» Extrait fourni:
• • • • •

Avant d’être acteur, vous jouiez quel genre de musique ? J’ai beaucoup joué dans des groupes punk et hardcore, et plus tard de l’indie rock. Rien à voir avec la musique de ce film. Du coup je suis allé dans des coffee houses pour tester les chansons devant un public.
Quand ? Pendant la préparation puis pendant le tournage. Je jouais sans arrêt pendant mes jours de congés. Je me suis même produit au Gaslight et au Café Vivaldi. Avant l’audition, je travaillais sur un petit film sur lequel j’ai rencontré un vieux figurant. Entre les prises, il jouait de la guitare et je l’ai trouvé phénoménal. Je lui ai demandé s’il avait entendu parler de Dave Van Ronk parce que je préparais quelque chose sur lui, et il m’a répondu qu’il avait même joué avec Dave. Il habitait MacDougal Street, juste au-dessus du Gaslight. Il m’a invité chez lui, m’a fait écouter des disques et m’a appris à jouer le style Travis de Van Ronk. J’ai fait ses premières parties dans des clubs. Je lui dois beaucoup.
C’est vous qui avez demandé le rôle ? J’ai supplié qu’on me le donne ! J’ai entendu parler de leur projet et je me suis dit il faut absolument que je le fasse. Ce sont mes cinéastes préférés.

• • • • •

» Données extraites:
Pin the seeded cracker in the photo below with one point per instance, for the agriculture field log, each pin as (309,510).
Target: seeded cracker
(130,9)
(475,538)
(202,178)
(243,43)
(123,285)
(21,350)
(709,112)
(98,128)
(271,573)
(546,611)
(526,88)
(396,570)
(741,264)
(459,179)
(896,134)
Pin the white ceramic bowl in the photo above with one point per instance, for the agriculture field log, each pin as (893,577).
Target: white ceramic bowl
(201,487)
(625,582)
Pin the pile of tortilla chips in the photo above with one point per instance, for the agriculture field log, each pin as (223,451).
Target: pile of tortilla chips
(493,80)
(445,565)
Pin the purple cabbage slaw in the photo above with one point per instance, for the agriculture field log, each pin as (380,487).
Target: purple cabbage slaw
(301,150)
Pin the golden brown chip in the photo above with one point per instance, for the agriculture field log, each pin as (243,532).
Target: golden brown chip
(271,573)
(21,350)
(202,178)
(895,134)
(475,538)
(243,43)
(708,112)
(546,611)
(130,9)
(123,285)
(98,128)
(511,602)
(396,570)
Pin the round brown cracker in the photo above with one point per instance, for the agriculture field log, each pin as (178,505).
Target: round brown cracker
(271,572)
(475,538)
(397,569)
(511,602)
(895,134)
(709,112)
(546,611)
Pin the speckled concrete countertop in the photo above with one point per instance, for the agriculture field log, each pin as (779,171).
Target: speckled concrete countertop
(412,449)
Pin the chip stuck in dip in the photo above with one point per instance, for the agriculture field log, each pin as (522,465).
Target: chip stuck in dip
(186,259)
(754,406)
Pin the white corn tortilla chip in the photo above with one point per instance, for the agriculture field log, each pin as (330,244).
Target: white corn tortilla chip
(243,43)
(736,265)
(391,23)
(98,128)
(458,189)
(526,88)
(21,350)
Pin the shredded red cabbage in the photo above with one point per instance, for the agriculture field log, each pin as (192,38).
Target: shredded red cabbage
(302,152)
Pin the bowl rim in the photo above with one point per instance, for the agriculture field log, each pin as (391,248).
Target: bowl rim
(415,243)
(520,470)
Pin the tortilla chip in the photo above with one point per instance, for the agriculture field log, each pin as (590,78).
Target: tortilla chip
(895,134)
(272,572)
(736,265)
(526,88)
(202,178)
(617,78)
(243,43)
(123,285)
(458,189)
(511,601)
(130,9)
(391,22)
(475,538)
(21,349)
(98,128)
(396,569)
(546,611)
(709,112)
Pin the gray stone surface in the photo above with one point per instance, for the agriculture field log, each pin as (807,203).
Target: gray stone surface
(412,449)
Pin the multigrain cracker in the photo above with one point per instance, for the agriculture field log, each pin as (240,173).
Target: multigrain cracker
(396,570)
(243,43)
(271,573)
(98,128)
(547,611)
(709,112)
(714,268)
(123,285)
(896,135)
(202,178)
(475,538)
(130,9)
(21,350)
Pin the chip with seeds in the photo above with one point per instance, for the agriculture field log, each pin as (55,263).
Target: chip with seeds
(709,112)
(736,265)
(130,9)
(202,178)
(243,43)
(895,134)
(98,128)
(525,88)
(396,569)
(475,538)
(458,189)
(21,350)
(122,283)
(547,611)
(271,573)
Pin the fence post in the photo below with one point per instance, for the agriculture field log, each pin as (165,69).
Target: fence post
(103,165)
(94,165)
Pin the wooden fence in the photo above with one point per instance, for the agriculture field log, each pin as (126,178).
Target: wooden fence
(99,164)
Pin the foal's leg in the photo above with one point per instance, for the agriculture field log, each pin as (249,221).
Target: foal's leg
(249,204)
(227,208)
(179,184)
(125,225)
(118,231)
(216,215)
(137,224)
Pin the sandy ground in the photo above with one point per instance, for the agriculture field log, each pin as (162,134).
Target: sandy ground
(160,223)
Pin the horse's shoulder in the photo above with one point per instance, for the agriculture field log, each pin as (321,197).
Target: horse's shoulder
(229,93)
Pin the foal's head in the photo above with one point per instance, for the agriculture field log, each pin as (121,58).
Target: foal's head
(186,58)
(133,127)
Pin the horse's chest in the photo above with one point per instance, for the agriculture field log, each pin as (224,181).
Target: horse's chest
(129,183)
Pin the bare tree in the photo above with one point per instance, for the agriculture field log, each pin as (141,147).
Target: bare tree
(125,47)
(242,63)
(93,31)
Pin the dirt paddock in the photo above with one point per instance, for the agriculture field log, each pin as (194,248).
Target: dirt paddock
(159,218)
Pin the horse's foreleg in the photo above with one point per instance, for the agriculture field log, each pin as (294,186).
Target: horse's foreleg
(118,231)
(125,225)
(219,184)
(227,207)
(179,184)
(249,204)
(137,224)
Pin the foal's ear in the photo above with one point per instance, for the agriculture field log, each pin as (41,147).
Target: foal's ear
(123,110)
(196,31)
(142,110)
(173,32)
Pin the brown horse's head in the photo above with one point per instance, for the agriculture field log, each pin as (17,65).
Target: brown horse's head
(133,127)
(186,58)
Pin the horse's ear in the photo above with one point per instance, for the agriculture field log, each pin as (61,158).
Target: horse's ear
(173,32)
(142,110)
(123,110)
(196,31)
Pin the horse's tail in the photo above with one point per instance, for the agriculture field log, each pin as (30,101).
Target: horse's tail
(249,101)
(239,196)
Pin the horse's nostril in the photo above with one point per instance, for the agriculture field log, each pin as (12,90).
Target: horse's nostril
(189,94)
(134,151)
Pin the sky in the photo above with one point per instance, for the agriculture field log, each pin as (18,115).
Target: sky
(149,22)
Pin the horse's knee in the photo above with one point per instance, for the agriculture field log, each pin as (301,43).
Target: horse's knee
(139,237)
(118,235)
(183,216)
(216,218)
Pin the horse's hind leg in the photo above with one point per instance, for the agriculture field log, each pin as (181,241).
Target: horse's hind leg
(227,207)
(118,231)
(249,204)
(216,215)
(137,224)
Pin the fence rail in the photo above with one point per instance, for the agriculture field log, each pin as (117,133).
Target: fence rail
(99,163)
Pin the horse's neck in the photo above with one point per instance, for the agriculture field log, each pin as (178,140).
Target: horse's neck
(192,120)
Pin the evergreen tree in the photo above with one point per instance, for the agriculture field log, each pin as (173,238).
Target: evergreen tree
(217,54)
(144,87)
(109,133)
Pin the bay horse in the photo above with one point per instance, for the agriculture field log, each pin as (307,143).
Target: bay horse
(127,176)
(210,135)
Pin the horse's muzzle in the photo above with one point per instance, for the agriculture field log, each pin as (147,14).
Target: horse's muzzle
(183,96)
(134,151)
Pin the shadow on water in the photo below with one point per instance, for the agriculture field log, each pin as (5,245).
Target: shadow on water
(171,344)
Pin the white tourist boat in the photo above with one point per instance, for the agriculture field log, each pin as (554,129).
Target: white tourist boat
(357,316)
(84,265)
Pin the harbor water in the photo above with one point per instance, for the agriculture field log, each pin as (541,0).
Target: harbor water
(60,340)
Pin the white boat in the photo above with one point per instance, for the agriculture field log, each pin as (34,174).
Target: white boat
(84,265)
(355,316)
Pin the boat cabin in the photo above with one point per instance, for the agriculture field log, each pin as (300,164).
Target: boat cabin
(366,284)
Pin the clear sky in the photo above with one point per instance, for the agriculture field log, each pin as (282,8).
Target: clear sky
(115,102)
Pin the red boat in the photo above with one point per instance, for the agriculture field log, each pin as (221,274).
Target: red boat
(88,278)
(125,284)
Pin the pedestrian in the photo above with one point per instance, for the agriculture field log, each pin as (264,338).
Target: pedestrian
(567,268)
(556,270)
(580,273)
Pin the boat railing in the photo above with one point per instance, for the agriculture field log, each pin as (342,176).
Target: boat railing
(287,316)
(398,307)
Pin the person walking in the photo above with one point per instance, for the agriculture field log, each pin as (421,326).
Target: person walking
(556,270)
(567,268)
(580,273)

• • • • •

» Consignes:
#1 Transcrivez mot pour mot le passage de l'extrait fourni qui commence par « Avant d’être acteur, vous » et se termine par « devant un public. ».
#2 Combien de lignes des entrées contiennent la chaîne « knee » ? Donnez seulement le nombre.

» Réponses rédigées:
#1
Avant d’être acteur, vous jouiez quel genre de musique ? J’ai beaucoup joué dans des groupes punk et hardcore, et plus tard de l’indie rock. Rien à voir avec la musique de ce film. Du coup je suis allé dans des coffee houses pour tester les chansons devant un public.

#2 2